Would you transcribe the listing that follows, character for character, and omit its images?

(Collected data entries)
········
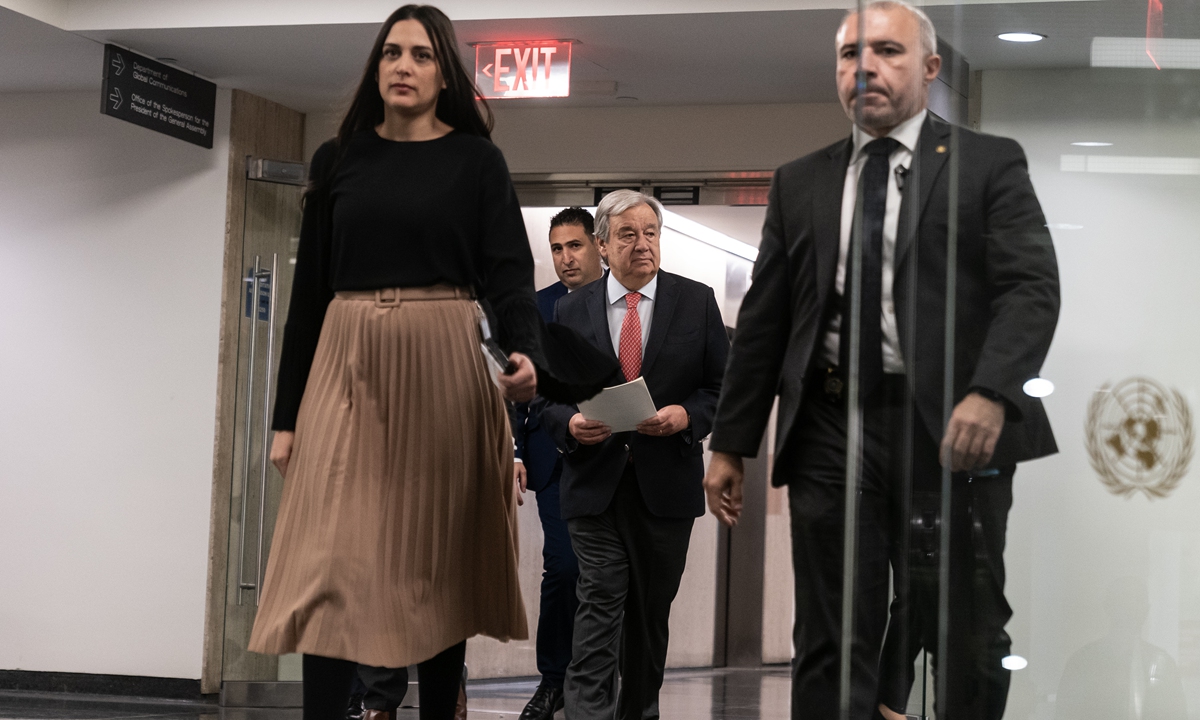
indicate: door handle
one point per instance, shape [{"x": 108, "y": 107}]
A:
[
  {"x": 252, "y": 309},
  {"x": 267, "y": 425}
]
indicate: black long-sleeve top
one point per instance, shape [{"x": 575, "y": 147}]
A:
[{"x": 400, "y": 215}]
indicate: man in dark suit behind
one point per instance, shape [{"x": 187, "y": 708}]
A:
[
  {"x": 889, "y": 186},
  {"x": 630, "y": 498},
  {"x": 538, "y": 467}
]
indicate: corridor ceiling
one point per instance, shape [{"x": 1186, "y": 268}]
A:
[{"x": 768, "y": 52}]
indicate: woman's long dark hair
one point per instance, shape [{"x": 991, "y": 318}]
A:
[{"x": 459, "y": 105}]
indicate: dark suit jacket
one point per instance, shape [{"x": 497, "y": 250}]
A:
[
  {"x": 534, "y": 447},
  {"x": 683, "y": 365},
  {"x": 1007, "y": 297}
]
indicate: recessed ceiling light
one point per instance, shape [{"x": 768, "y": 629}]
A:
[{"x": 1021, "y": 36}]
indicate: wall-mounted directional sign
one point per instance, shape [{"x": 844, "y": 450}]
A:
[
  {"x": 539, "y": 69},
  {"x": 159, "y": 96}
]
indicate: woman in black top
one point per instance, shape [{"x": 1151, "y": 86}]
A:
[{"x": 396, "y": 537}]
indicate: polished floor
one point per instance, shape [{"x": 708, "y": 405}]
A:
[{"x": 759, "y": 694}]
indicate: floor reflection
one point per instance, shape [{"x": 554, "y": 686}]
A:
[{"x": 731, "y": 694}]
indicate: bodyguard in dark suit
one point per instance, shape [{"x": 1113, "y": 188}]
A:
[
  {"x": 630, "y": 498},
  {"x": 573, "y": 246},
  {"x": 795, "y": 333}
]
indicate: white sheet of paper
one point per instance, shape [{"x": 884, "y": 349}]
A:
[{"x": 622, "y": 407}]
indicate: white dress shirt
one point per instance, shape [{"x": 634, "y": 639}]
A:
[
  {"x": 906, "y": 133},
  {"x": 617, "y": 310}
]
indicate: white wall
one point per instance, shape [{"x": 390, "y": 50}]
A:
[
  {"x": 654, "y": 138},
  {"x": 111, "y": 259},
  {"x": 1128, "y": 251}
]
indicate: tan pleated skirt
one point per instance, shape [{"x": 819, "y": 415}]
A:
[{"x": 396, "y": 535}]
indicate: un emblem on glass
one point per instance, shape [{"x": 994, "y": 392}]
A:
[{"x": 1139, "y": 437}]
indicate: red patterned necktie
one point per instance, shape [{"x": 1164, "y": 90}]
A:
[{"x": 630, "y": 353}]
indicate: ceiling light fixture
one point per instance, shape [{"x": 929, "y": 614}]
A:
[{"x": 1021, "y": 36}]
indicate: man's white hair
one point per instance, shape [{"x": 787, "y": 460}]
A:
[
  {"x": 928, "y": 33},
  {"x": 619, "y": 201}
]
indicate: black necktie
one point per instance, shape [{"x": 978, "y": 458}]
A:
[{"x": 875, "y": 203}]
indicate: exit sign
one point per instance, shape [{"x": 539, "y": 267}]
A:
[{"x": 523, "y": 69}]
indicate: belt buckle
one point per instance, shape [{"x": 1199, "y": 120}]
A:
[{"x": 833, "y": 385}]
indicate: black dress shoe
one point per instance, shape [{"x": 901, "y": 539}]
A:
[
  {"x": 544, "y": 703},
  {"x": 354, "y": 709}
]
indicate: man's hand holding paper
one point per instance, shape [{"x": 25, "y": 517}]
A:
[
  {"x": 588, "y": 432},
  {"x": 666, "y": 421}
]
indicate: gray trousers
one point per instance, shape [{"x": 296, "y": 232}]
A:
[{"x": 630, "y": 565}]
········
* [CORRECT RESPONSE]:
indicate: door handle
one point per instance, shape [{"x": 108, "y": 107}]
A:
[
  {"x": 252, "y": 309},
  {"x": 267, "y": 425}
]
indicate: black long-sleeve top
one point per instance, shape [{"x": 575, "y": 147}]
A:
[{"x": 400, "y": 215}]
indicate: man in dark suit behind
one point per instance, shape [{"x": 187, "y": 708}]
A:
[
  {"x": 889, "y": 186},
  {"x": 630, "y": 498},
  {"x": 538, "y": 467}
]
indicate: corridor ceiling
one point per instance, shape [{"x": 1186, "y": 268}]
A:
[{"x": 768, "y": 52}]
indicate: woman's long dark hair
one point per instance, shape [{"x": 991, "y": 318}]
A:
[{"x": 459, "y": 105}]
indicate: dark suit jacket
one point per instance, shape [{"x": 497, "y": 250}]
A:
[
  {"x": 534, "y": 447},
  {"x": 683, "y": 365},
  {"x": 1007, "y": 297}
]
indicate: recessed ceiling light
one point per instance, shape [{"x": 768, "y": 629}]
A:
[{"x": 1021, "y": 36}]
indicate: wall-mounted directional sign
one point per instance, shape [{"x": 844, "y": 450}]
A:
[
  {"x": 539, "y": 69},
  {"x": 159, "y": 96}
]
indicate: woman in black top
one point per instance, shape [{"x": 1151, "y": 86}]
A:
[{"x": 396, "y": 537}]
indicate: polished floor
one point per instance, shape [{"x": 708, "y": 405}]
A:
[{"x": 759, "y": 694}]
indicate: floor reflection
one point per instance, shape [{"x": 554, "y": 686}]
A:
[{"x": 731, "y": 694}]
indicate: bodyguard in dark suit
one point per instance, shape [{"x": 1113, "y": 188}]
A:
[
  {"x": 630, "y": 498},
  {"x": 573, "y": 246},
  {"x": 795, "y": 333}
]
indicate: white sheet of paper
one point per instance, shape [{"x": 884, "y": 349}]
A:
[{"x": 622, "y": 407}]
indicate: white dress shirt
one point per instance, shape [{"x": 634, "y": 639}]
A:
[
  {"x": 906, "y": 133},
  {"x": 617, "y": 310}
]
indicate: white wall
one point per instance, shape [{"x": 390, "y": 50}]
A:
[
  {"x": 654, "y": 138},
  {"x": 111, "y": 259},
  {"x": 1128, "y": 251}
]
indicate: tan pleated skirt
one point per instance, shape [{"x": 819, "y": 415}]
A:
[{"x": 396, "y": 535}]
indicate: un emblem on glass
one point per instance, shape [{"x": 994, "y": 392}]
A:
[{"x": 1139, "y": 437}]
indicate: red patterned necktie
one point per instance, shape [{"x": 1164, "y": 90}]
A:
[{"x": 630, "y": 353}]
indicate: ceiling light fixture
one point per instance, shape [{"x": 929, "y": 614}]
A:
[{"x": 1021, "y": 36}]
indicate: man's white hair
one point per instance, shape [{"x": 787, "y": 460}]
A:
[
  {"x": 928, "y": 33},
  {"x": 619, "y": 201}
]
indicate: black necktie
one point per instance, shape [{"x": 978, "y": 458}]
A:
[{"x": 875, "y": 203}]
indicate: exit sign
one point per instance, shape [{"x": 539, "y": 267}]
A:
[{"x": 523, "y": 69}]
indicate: belt buckle
one point per instance, shape [{"x": 1199, "y": 120}]
A:
[{"x": 833, "y": 385}]
indicate: black dress shoe
one point per instance, shape [{"x": 901, "y": 539}]
A:
[
  {"x": 544, "y": 703},
  {"x": 354, "y": 709}
]
indicate: man's hand holding paper
one point per instance, shape [{"x": 25, "y": 517}]
A:
[
  {"x": 588, "y": 432},
  {"x": 666, "y": 421}
]
indicate: gray trousers
one point per instance, shape [{"x": 296, "y": 232}]
A:
[{"x": 630, "y": 565}]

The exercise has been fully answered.